Pick out and copy each line of the entries below that contains the string "shrub".

##### EXERCISE INPUTS #####

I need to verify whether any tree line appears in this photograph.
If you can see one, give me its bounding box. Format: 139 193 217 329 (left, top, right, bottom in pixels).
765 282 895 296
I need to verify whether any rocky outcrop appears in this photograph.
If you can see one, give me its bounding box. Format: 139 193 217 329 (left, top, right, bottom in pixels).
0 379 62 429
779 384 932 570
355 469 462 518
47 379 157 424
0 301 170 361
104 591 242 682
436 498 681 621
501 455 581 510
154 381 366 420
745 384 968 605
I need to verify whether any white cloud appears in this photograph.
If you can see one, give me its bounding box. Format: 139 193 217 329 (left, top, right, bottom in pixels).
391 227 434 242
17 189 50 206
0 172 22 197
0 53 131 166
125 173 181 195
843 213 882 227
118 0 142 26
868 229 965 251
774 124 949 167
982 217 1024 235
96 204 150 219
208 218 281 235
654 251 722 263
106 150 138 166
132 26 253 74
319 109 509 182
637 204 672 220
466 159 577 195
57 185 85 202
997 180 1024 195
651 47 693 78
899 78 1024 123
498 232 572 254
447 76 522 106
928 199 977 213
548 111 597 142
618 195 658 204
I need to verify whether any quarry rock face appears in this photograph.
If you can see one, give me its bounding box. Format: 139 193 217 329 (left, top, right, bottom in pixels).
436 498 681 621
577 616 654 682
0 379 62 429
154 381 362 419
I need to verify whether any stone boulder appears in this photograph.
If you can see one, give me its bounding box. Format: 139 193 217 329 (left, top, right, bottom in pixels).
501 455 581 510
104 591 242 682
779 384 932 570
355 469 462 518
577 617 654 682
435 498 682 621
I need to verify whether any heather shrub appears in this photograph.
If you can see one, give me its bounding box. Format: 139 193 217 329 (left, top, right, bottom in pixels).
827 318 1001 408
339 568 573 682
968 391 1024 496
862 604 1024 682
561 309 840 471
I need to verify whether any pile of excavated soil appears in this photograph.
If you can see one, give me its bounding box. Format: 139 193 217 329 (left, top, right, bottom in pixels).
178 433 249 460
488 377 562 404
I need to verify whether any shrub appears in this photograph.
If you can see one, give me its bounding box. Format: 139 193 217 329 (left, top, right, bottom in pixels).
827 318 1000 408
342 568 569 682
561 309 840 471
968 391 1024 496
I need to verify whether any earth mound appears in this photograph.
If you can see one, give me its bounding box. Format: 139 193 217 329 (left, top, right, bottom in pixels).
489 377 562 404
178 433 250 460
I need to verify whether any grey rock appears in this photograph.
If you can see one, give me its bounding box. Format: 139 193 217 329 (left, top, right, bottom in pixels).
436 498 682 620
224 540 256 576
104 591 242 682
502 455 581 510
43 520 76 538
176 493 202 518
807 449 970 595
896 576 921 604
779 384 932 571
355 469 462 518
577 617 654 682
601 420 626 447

#####

# [THE OUTPUT]
I need to verify whether any heather shrub appears in this photograph.
I need to verify whether any shrub appears in this photograph.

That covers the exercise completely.